(begin)
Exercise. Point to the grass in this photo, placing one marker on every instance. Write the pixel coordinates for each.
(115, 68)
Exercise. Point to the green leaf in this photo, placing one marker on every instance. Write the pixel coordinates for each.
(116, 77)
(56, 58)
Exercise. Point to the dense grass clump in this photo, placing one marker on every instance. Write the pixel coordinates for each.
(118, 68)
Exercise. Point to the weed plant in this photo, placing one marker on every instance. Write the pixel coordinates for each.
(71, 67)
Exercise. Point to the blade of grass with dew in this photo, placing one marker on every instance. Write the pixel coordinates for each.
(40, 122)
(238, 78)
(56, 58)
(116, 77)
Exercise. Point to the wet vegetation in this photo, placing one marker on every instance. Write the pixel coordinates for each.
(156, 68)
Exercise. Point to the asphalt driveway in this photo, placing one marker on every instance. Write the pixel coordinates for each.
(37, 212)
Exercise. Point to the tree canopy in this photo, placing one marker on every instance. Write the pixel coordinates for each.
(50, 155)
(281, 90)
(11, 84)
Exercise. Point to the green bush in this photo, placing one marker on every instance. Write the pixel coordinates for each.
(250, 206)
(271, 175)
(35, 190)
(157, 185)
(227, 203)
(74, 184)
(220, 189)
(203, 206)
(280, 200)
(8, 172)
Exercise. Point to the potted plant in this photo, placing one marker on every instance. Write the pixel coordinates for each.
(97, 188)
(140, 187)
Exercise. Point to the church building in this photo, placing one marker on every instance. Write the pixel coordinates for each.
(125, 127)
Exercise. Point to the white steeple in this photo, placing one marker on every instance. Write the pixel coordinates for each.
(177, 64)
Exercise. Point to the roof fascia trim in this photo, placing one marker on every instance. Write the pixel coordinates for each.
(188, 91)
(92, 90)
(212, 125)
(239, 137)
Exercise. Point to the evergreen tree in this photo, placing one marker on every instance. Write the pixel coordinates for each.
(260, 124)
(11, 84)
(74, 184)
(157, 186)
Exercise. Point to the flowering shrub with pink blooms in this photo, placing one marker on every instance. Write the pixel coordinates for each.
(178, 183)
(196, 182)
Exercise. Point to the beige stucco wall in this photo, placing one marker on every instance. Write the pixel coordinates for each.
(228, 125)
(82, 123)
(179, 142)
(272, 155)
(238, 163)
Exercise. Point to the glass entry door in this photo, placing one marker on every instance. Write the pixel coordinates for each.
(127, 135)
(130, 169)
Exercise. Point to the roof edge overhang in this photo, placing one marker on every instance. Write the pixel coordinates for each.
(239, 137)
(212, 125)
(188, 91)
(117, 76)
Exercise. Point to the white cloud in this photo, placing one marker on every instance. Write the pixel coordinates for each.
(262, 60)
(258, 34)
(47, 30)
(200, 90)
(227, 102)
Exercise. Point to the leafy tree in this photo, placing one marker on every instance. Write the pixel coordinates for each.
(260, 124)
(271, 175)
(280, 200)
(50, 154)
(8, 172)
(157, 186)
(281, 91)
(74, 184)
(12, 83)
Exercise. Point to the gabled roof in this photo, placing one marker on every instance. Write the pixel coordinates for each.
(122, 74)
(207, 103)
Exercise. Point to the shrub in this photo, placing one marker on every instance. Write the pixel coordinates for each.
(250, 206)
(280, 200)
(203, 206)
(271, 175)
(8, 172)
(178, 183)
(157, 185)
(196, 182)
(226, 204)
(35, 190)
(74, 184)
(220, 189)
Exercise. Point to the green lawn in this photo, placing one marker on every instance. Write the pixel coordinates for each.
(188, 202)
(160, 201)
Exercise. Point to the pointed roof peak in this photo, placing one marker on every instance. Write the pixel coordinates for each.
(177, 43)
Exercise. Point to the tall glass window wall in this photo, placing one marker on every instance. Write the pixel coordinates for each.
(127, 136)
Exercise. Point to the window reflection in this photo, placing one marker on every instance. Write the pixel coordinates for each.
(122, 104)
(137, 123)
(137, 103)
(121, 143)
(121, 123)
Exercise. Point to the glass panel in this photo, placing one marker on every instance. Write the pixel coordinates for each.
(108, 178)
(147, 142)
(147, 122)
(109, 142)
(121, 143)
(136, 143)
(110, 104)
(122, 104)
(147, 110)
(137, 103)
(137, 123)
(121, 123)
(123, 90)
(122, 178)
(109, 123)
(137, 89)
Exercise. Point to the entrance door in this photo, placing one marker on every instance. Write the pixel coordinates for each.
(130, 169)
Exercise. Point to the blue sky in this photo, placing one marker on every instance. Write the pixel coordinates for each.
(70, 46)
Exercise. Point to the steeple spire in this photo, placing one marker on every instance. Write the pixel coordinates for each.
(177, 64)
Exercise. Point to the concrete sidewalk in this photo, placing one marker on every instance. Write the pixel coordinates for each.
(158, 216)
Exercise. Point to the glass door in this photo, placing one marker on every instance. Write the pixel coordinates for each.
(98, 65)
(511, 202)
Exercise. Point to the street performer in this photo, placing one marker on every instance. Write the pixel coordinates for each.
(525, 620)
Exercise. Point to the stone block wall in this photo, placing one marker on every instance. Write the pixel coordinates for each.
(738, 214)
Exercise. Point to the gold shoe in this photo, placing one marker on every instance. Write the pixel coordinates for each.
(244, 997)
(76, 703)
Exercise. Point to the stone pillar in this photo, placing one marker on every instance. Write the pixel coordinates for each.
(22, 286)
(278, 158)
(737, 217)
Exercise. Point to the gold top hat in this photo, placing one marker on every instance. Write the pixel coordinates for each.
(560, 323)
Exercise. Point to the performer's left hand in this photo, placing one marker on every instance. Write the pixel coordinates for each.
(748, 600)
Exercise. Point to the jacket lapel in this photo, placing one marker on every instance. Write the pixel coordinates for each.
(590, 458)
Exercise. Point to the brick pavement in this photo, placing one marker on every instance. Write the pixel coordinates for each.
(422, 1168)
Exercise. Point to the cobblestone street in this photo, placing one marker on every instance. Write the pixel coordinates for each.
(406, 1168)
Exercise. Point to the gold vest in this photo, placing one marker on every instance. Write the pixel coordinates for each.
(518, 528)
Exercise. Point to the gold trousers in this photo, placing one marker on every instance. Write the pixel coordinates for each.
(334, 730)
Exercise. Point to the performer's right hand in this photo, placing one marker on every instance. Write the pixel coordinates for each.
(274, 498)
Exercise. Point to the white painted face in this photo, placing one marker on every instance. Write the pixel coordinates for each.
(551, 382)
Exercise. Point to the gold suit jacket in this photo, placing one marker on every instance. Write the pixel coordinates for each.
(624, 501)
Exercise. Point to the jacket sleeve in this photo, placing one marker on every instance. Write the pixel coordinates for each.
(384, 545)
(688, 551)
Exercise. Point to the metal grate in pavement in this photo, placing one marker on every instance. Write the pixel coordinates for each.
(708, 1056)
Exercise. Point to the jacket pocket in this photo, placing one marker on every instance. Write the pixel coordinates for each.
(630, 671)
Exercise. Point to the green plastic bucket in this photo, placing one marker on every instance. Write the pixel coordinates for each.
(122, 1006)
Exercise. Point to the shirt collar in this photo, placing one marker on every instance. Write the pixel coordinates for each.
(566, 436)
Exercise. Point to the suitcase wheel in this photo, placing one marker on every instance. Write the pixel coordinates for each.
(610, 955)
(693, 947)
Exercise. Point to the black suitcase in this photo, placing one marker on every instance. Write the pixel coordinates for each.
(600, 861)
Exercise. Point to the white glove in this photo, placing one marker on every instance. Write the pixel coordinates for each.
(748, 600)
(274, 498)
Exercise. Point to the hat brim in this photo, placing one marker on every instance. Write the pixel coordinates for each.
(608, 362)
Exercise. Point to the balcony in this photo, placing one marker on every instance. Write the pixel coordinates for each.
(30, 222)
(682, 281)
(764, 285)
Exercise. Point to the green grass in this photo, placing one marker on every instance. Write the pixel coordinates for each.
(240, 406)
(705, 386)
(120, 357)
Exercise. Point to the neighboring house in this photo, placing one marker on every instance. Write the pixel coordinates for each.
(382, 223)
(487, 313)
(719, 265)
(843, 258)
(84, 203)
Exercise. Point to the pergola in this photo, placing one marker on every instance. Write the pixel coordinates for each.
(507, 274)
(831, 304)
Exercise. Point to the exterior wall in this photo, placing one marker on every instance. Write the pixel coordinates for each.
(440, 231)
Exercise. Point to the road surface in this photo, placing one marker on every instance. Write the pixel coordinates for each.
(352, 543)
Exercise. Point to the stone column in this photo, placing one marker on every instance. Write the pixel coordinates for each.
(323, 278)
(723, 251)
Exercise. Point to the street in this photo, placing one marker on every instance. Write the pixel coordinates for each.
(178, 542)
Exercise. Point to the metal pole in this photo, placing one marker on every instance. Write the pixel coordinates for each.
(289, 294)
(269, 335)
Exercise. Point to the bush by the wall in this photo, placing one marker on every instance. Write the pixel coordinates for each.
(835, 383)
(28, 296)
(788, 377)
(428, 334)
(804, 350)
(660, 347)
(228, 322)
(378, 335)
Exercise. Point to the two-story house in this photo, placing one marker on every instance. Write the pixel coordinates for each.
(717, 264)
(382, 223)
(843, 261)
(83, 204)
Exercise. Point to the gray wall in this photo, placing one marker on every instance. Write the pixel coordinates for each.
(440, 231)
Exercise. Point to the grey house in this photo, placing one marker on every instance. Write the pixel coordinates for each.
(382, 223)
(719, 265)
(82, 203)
(end)
[WHAT IS EXPECTED]: Reproduce, word for word, the stretch of lines from the one containing "Exercise. Point to the balcony" through the final line above, including both ends.

[CORRECT OUTPUT]:
Exercise. Point to the balcony in this photo, placing one marker on every instance. Write the pixel coordinates for each.
(30, 222)
(682, 281)
(764, 285)
Exercise. Point to the green grass in this photo, placing one marker on every instance. Write the pixel coordinates for each.
(240, 406)
(705, 386)
(120, 357)
Exercise. Point to the neighboring house in this photo, placing one marker on every instance. Write the pixel coordinates for each.
(382, 223)
(487, 313)
(719, 265)
(843, 258)
(84, 203)
Exercise. Point to the pergola in this photo, placing one marker on every instance. Write the pixel coordinates for each.
(507, 274)
(831, 304)
Exercise. Point to the exterior wall in this photo, placing one marker on every instance. Write the pixel coordinates for each.
(440, 231)
Exercise. Point to the road surface in this photo, placing one marker on every instance. Write the pixel coordinates for each.
(352, 543)
Exercise. Point to the stone column in this photo, placing one marker on every instance. Write the pixel coordinates for each.
(323, 278)
(723, 251)
Exercise. Point to the street in this photo, placing one marker on every instance. Write the pixel coordinates for each.
(178, 542)
Exercise. Point to the metal pole in this photo, placing one marker on every instance. Write the pixel coordinates for each.
(289, 294)
(269, 335)
Exercise. Point to the bush by the wall in this photo, placing one marker on every instance. Write the pixel coordinates for each.
(835, 383)
(28, 296)
(788, 377)
(428, 334)
(804, 350)
(660, 347)
(228, 322)
(378, 335)
Exercise. Point to the two-story house in this photo, placing one marker on every instance. Write the pixel coordinates for each.
(717, 264)
(382, 223)
(843, 261)
(83, 204)
Exercise. Point to the gray wall in this photo, placing one marker on every instance. Write the pixel coordinates for each.
(440, 231)
Exercise. Point to the grey house in this photo, placing one marker on every instance. Write the pixel coordinates for each.
(382, 223)
(719, 265)
(82, 203)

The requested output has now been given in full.